-- START --
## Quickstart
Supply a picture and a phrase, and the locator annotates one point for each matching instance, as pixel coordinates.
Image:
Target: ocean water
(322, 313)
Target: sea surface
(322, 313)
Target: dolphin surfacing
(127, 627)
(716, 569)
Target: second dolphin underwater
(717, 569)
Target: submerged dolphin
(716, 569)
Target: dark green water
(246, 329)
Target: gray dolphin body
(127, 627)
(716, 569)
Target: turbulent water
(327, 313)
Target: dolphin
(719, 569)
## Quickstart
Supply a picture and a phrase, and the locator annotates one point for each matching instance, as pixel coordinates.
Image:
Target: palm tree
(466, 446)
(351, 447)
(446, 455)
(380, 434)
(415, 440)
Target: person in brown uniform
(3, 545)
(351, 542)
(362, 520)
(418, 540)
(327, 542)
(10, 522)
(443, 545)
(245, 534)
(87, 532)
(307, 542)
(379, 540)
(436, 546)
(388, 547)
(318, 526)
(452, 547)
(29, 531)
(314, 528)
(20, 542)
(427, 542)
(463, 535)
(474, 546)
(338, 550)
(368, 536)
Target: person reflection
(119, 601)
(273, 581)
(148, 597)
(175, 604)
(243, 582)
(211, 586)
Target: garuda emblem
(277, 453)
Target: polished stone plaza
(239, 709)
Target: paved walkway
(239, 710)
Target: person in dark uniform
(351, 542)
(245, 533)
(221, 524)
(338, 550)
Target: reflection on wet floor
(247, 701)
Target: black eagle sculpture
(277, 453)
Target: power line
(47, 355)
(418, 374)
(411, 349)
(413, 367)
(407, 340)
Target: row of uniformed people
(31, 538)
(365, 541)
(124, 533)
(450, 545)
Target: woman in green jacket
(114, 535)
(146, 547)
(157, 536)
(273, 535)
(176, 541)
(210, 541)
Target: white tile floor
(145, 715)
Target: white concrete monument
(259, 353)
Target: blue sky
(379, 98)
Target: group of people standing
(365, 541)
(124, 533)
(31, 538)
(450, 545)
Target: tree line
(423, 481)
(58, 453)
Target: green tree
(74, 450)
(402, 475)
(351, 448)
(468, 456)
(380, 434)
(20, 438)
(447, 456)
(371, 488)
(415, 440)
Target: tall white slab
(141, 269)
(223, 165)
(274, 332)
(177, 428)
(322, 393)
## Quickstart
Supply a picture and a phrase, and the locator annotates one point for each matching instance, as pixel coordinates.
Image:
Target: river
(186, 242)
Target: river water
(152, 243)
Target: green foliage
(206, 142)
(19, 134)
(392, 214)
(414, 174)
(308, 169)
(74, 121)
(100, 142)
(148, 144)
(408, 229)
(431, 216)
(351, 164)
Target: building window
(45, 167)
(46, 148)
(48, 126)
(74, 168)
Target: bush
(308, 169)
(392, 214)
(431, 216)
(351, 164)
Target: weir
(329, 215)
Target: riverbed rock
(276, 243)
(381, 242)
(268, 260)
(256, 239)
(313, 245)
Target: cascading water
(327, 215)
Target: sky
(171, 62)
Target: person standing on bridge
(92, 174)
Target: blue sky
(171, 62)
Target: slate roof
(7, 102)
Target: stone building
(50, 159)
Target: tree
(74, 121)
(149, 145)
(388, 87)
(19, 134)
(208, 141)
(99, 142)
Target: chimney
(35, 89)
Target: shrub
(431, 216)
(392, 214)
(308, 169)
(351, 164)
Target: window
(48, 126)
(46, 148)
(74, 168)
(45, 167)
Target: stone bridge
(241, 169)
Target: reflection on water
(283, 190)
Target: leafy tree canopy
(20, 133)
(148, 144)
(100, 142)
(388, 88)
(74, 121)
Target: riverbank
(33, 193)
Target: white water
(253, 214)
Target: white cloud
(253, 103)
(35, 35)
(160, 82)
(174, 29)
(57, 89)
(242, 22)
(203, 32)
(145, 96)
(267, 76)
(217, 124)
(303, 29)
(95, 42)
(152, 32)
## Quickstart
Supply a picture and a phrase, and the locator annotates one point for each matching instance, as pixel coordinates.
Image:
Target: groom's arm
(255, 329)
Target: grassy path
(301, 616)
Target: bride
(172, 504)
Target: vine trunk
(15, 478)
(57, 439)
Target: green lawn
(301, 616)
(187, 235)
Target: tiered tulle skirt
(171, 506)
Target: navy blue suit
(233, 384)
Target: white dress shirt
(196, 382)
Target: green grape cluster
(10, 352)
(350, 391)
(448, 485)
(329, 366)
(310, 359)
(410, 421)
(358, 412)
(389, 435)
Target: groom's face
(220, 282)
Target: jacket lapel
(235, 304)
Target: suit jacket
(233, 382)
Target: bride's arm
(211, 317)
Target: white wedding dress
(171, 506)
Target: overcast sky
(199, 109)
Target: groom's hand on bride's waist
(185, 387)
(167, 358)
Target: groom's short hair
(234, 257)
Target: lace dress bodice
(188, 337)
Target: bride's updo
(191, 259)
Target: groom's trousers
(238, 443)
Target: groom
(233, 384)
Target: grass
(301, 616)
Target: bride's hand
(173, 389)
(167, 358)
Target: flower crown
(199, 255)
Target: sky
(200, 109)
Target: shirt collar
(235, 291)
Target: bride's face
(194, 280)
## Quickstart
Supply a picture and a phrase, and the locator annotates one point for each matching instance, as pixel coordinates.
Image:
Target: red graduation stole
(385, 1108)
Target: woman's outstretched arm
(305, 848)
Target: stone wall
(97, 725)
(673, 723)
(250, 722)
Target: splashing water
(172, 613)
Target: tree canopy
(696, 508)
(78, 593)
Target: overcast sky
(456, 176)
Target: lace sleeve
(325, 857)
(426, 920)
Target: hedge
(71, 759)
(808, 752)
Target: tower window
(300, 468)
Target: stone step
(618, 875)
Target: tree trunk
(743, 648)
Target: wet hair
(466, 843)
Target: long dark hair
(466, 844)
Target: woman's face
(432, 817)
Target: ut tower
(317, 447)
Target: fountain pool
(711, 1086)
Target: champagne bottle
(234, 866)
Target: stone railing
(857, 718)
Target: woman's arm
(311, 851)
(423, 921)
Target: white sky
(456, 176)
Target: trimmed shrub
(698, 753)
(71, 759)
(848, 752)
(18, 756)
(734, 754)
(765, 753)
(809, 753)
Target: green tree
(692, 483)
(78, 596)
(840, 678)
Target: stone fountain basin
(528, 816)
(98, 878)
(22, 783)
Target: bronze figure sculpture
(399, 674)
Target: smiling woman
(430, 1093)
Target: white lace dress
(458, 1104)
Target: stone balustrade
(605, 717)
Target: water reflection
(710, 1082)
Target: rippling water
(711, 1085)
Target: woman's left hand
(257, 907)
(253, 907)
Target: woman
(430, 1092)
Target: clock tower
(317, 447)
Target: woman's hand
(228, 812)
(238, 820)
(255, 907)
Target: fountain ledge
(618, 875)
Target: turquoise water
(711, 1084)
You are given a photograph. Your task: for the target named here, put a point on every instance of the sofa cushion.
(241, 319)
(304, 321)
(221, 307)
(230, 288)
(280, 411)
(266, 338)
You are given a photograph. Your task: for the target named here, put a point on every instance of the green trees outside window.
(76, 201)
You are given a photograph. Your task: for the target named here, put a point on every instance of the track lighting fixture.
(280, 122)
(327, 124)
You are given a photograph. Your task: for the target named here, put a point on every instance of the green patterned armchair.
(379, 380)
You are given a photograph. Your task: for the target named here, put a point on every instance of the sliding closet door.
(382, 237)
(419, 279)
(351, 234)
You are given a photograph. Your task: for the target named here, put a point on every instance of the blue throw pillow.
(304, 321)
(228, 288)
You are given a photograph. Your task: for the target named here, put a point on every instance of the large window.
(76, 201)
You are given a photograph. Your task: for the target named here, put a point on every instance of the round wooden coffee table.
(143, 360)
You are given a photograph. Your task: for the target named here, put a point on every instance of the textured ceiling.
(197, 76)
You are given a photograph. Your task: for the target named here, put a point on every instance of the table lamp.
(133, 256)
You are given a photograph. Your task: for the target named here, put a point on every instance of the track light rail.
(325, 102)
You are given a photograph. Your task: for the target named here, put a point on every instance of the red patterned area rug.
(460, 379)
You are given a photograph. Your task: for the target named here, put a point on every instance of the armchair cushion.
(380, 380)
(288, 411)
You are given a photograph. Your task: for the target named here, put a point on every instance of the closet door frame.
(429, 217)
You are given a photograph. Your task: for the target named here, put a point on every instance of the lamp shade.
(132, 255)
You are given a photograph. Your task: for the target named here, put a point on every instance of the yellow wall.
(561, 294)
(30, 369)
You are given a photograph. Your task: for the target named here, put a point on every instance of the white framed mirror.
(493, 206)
-- END --
## [WORK TO DO]
Beginning at the line that holds "wooden coffee table.", write out word for word each line through the end of the records.

## [SOLVED EXERCISE]
You are given a photograph. Your task: for the target named here, put a point on every instance of the round wooden coffee table.
(143, 360)
You are given a photograph. Your task: for the target named here, put a point on every instance of the textured ceiling.
(197, 76)
You are given a photograph. Your task: for the target named here, put a point on every instance of the table lamp.
(133, 256)
You are given a photograph. Your task: for the target named here, put a point on every instance of the track light rail.
(325, 102)
You are given a photograph. Your task: for the target named here, put a point on every instance of the red patterned area rug.
(460, 379)
You are given a photograph. Your task: for the target named here, put a point on every instance of the armchair cushion.
(380, 380)
(288, 411)
You are given a photograph. Your task: for the target named here, put a point on every instance of the closet door frame.
(429, 217)
You are given a photograph. Your task: for the target named here, put a point on every instance of the lamp shade.
(132, 255)
You are given a photograph. Your task: for the target named here, put a point on every instance of the yellow wall.
(561, 294)
(30, 369)
You are given a photograph. Your task: for the target named here, put a point on every instance of the white framed mirror.
(493, 206)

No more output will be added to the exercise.